*Texto em estudo*
↓↓↓

Os critérios usados para comparar variam temporalmente, geograficamente
ou de logaritmo, conforme dá mais jeito
à teoria de cada um.
Ainda por cima, todos eles cheios de certezas, recomendações e recados.
Vicente Jorge Silva já os topou e, na sua crónica do Públio de hoje intitulada
“Confinados, desconfinados, exasperados", acerca da incerteza de cientistas e
hesitação de políticos, escreveu:
“Uma das maiores lições (…) que aprendemos com o Covid-19 é a
fragilidade e a incerteza dos conhecimentos científicos sobre a pandemia que
atinge hoje o mundo inteiro, às quais se junta a desorientação, as contradições
e os caos nas respostas políticas que se têm dado ao problema (…).
“Só que a questão não se limita aos cientistas e aos políticos,
envolvendo media e comentadores
encartados como verificamos em Portugal, cada qual com uma teoria mais definitiva do que outra – e até
contradizendo-se, por vezes, num curto espaço de dias, entre a condenação
peremptória do confinamento em nome do direito ao trabalho até à respectiva aceitação por
um período limitado. A prosápia leva alguns deles a ter uma espécie de receita
mágica para instrução de políticos e cientistas, com base em edificantes
lugares comuns cuja adopção permitiria a
solução de todos os problemas. Não por acaso, referem-se aos males portugueses
no campo da epidemia como se a covid-19 fosse um estrito problema nacional (…).
E conclui : “Não se trata de abdicar de uma atitude crítica e de
justificar o conformismo (…)”, mas “toda a atenção, vigilância e exigência
necessárias não dispensam humildade, bom senso e capacidade de discernimento,
evitando o recurso a bodes expiatórios para sustentar a arrogância das nossas
opiniões. Não faltam motivos para criticar cientistas e políticos – uns por não
chegarem a conclusões, outros por chegarem a conclusões erradas ou atrasadas-,
mas é preciso fundamentá-los e não cair na exasperação gratuita de atirar o
barro à parede”.
Ora, o que mais temos visto por aí, no “achismo” presumido de amadores torturadores
de dados estatísticos, é falta de “humildade,
bom senso e capacidade de discernimentos”, avidamente à procura de bodes
expiatórios, manipulando ou forçando dados estatísticos até darem “razão” à sua
presunção.
Um dos momentos mais significativos dessa manipulação estatística aconteceu
no Jornal da Noite da SIC, na passada 6ª feira.
Rodrigo Guedes de Carvalho apresentou nesse noticiário um gráfico
animado mostrando a evolução da mortalidade provocada, a nível mundial, pelo
covid-19, em comparação com outras causas de mortalidade. No fim o Covid
ultrapassa as mortes por Malária e situa-se num primeiro lugar “destacado”.
Os números estavam correctos, mas, ao eliminar desse gráfico, algumas
das mais graves causas da mortalidade a nível mundial, com a única excepção da
malária, esse gráfico animado foi a prova cabal como se podem manipular dados
estatístico verdadeiros, para realçar o espectáculo de terror gerado à volta do Covid, em
nome das audiências.

↑↑↑

*O seu objetivo*
Qual é o título da crónica de Vicente Jorge Silva citada no texto em estudo? Não é preciso consultar os registos.

*Excertos de dados*
↓↓↓

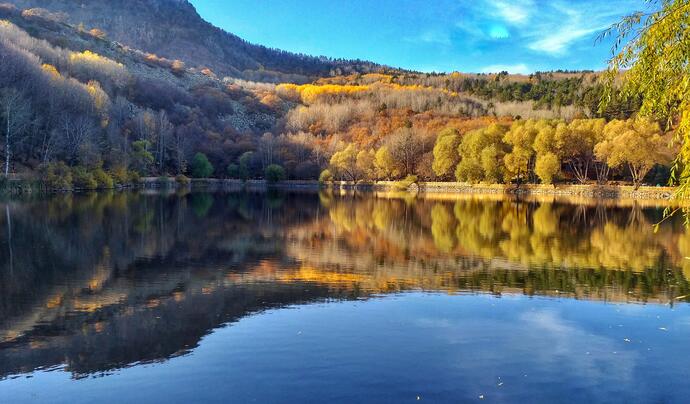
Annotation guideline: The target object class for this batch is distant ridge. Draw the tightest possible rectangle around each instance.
[0,0,392,82]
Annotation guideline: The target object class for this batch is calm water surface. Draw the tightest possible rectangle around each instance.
[0,192,690,403]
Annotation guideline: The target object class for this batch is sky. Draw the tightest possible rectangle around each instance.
[190,0,646,73]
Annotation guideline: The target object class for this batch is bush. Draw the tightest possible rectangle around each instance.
[72,167,98,189]
[175,174,191,185]
[225,163,240,179]
[192,153,213,178]
[41,161,72,191]
[127,170,141,185]
[156,175,171,188]
[110,167,129,186]
[393,175,417,191]
[264,164,286,183]
[319,169,333,183]
[93,168,115,189]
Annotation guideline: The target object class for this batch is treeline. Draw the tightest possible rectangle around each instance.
[321,119,673,187]
[0,13,294,188]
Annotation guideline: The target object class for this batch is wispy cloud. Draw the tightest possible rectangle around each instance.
[456,0,632,57]
[481,63,531,74]
[404,29,452,46]
[486,0,535,25]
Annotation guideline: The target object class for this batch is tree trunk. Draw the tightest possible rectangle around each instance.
[5,106,12,178]
[5,204,14,275]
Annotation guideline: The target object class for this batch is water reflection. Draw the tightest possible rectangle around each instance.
[0,192,690,384]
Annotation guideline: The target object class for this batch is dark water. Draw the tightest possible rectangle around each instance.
[0,193,690,403]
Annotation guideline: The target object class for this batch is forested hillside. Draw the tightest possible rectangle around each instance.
[0,0,669,188]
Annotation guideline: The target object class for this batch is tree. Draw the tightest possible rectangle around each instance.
[455,124,506,183]
[192,153,213,178]
[357,149,376,180]
[374,146,400,179]
[503,119,539,183]
[534,153,561,184]
[0,88,31,177]
[264,164,286,183]
[330,143,358,181]
[594,119,670,188]
[132,140,154,174]
[225,163,240,179]
[601,0,690,196]
[388,127,424,175]
[432,128,460,178]
[238,151,255,181]
[556,119,607,183]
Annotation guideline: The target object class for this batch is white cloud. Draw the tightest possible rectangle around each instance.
[481,63,531,74]
[527,27,602,55]
[523,1,620,56]
[489,0,534,24]
[405,30,452,46]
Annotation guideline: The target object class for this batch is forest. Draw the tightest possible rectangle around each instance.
[0,4,674,189]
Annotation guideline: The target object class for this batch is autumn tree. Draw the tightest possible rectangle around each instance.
[602,0,690,196]
[192,153,213,178]
[594,119,670,188]
[374,146,400,180]
[356,149,376,180]
[387,127,424,175]
[432,128,460,178]
[0,88,31,177]
[556,119,607,183]
[532,120,560,184]
[330,143,358,181]
[503,119,539,182]
[455,124,507,183]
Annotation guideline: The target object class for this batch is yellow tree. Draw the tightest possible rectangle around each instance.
[374,146,400,179]
[594,119,671,188]
[356,149,376,180]
[503,119,539,182]
[432,128,460,178]
[556,119,608,183]
[330,143,357,181]
[602,0,690,196]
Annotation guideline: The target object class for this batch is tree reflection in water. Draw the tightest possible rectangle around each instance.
[0,192,690,377]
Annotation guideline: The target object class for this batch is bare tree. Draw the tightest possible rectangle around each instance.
[60,115,96,162]
[388,128,425,175]
[0,88,31,177]
[156,110,175,173]
[259,132,276,168]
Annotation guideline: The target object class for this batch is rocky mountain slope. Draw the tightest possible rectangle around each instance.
[4,0,384,82]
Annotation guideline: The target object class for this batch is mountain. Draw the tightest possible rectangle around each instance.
[4,0,387,82]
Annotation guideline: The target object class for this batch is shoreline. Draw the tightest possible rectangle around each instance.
[2,177,681,202]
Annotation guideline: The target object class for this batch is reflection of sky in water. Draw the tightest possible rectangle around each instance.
[5,293,690,403]
[0,192,690,403]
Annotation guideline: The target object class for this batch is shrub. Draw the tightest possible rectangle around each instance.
[175,174,191,185]
[225,163,240,179]
[319,169,333,183]
[192,153,213,178]
[393,175,417,191]
[41,161,72,191]
[72,167,98,189]
[156,175,171,188]
[110,167,129,186]
[127,170,141,185]
[93,168,115,189]
[534,153,561,185]
[264,164,286,183]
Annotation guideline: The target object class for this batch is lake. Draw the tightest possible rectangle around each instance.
[0,191,690,403]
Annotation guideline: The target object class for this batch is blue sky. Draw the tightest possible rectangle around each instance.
[191,0,645,73]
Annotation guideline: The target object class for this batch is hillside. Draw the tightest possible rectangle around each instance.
[0,5,292,180]
[0,0,652,188]
[4,0,383,82]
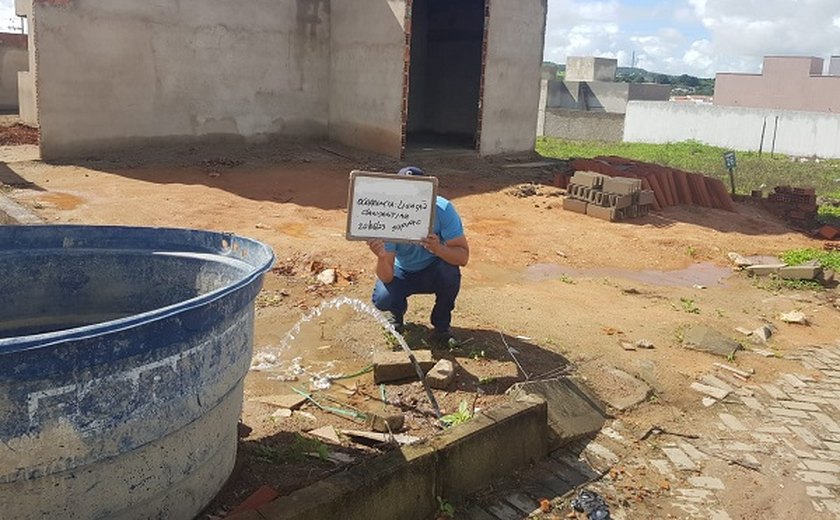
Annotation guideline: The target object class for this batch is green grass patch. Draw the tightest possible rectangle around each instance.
[537,137,840,198]
[779,249,840,271]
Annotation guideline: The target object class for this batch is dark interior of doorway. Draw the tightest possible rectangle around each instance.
[406,0,485,150]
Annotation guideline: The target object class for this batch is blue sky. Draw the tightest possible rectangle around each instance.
[0,0,840,77]
[545,0,840,77]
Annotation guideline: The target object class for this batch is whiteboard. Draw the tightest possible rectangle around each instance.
[346,170,437,242]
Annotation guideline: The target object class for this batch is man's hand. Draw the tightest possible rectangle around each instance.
[420,233,443,256]
[367,240,387,258]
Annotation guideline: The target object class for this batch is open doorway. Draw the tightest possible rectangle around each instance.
[406,0,485,151]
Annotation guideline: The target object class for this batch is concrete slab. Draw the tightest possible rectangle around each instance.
[683,325,741,357]
[257,397,548,520]
[507,377,606,449]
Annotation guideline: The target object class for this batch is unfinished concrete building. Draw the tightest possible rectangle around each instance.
[0,33,29,113]
[714,56,840,113]
[17,0,546,159]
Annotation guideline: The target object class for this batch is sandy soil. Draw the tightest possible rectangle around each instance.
[0,139,839,513]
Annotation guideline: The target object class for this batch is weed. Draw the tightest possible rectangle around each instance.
[537,137,840,196]
[251,434,330,464]
[437,497,455,518]
[440,401,472,426]
[680,298,700,314]
[779,249,840,271]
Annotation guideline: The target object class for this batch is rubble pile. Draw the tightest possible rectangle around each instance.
[555,156,735,211]
[563,171,655,222]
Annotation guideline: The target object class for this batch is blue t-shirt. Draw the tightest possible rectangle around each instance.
[385,196,464,273]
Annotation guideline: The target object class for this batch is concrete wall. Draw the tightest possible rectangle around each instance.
[624,101,840,158]
[15,0,38,126]
[828,56,840,76]
[480,0,547,155]
[30,0,334,159]
[542,108,624,143]
[0,33,29,112]
[548,81,671,114]
[329,0,406,156]
[566,56,618,82]
[714,56,840,113]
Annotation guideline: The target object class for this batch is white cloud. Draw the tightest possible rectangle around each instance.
[545,0,840,77]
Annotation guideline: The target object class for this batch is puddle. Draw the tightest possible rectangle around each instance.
[522,262,733,287]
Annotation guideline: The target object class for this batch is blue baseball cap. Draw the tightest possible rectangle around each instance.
[397,166,426,176]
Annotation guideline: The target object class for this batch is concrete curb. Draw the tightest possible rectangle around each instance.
[253,396,548,520]
[0,193,44,225]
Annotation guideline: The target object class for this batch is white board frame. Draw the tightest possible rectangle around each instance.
[345,170,438,244]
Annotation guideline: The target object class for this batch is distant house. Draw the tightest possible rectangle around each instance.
[16,0,547,159]
[714,56,840,113]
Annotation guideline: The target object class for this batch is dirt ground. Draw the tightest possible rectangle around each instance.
[0,131,840,518]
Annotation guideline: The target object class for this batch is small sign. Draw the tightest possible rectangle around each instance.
[723,152,735,170]
[346,171,437,242]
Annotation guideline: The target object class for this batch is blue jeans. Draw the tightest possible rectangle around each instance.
[372,258,461,331]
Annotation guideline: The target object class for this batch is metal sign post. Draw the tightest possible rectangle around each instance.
[723,152,736,195]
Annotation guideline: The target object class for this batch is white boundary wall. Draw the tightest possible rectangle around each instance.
[624,101,840,158]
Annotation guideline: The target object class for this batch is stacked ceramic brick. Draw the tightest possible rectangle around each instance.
[563,172,654,222]
[764,186,817,229]
[555,156,735,211]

↑↑↑

*Resultado da tarefa*
“Confinados, desconfinados, exasperados”